Trecho fornecido:

Ninguém poderá jamais aperfeiçoar-se, se não tiver o mundo como mestre. A experiência se adquire na prática.” – William Shakespeare

A vida é como um livro do qual conhecemos apenas o momento final da história, mas que percorremos ansiosos, para decifrar todas as passagens que nos direcionará até lá. Alguns apenas esperam os capítulos virem; outros, os presumem antecipadamente e acabam por se decepcionar; há quem pule muitos capítulos, e ainda aqueles que constroem um novo entendimento em cima do que leem, reescrevendo a história conforme sua vontade. As vitórias, as incertezas, as derrotas, enfim, os acontecimentos da forma como serão vivenciados, dependerão apenas do possuidor do livro, e não de quem o teve primariamente em mente. Há uma coautoria indissociável entre aquele que o imaginou e determinou sua conclusão, e aquele que escreve os capítulos anteriores a tal acontecimento.

Cada ser humano é responsável pela construção de seus próprios caminhos, afinal, “cada homem e mulher é uma estrela”, e possui seu próprio brilho, espaço e tempo. Seria possível afirmar que a experiência de um é a única fonte de despertar no outro suas reais capacidades? Seria vivenciada de igual forma, com tempo e resultado equivalentes? A Verdade é única, e apesar de não se adaptar a ninguém, pode ser descoberta de diversas maneiras. Desta forma, como seria possível existirem dois livros exatamente iguais? Apesar disso, é facilmente constatado o culto e desejo da humanidade em reduzir todos a um único tipo de ser.

Reduzir a diversidade que é inerente à Natureza a uma unidade é destruir a própria unidade em si, já que cada indivíduo é único por si mesmo. Este é o grande erro pelo qual a humanidade sempre caminhou, desde o momento em que impôs uma lista de condutas e éticas na esperança de tentar, através da unicidade, possuir o controle sobre todos de igual maneira. O mesmo ocorre com as grandes religiões e linhas que exigem entre todos os seus adeptos o mesmo comportamento através de um padrão excessivamente rígido, o que termina por direcionar suas atitudes e pensamentos, limitando a descoberta das reais essências de cada um, ao invés de incitá-las.

“Há loucos em todas as seitas e impostores na maioria. Por que eu deveria acreditar em mistérios que ninguém entende, só porque foram escritos por homens que escolheram confundir loucura com inspiração e que se auto-denominam evangelistas?” (Lord Byron).

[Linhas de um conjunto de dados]
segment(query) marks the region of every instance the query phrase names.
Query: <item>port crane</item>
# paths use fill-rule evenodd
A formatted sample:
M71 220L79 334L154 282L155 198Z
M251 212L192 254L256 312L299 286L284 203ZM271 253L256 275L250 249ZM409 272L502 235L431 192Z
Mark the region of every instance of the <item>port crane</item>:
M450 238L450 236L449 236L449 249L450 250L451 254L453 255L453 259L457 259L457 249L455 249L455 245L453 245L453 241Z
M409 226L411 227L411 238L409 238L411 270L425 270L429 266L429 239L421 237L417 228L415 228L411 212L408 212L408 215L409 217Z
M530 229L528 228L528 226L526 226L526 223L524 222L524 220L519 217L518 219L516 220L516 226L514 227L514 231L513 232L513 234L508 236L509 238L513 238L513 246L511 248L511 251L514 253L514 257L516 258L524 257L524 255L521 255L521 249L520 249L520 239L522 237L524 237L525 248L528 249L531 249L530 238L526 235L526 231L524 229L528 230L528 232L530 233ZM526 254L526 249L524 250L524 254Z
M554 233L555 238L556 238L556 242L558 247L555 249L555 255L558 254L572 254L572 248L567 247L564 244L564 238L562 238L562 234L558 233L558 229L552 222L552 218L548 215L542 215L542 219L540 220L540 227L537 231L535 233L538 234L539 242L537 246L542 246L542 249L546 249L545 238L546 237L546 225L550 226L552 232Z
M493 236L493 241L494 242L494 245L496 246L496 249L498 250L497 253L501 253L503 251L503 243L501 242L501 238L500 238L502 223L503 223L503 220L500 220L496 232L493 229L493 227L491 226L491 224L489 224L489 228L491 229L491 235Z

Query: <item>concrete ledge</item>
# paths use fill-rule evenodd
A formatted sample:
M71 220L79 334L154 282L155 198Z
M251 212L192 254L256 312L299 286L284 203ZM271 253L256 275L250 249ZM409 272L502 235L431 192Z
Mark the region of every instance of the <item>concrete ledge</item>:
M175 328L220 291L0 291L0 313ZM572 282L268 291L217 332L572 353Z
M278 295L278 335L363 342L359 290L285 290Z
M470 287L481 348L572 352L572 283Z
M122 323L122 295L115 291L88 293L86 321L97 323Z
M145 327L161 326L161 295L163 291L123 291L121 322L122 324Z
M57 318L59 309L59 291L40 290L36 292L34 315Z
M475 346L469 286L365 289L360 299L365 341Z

Objetivo do exercício: Por favor, imprima sem alterações a parte do trecho sobre a vida como um livro que vai desde "Reduzir a diversidade" até "invés de incitá-las.".

Resposta final:
Reduzir a diversidade que é inerente à Natureza a uma unidade é destruir a própria unidade em si, já que cada indivíduo é único por si mesmo. Este é o grande erro pelo qual a humanidade sempre caminhou, desde o momento em que impôs uma lista de condutas e éticas na esperança de tentar, através da unicidade, possuir o controle sobre todos de igual maneira. O mesmo ocorre com as grandes religiões e linhas que exigem entre todos os seus adeptos o mesmo comportamento através de um padrão excessivamente rígido, o que termina por direcionar suas atitudes e pensamentos, limitando a descoberta das reais essências de cada um, ao invés de incitá-las.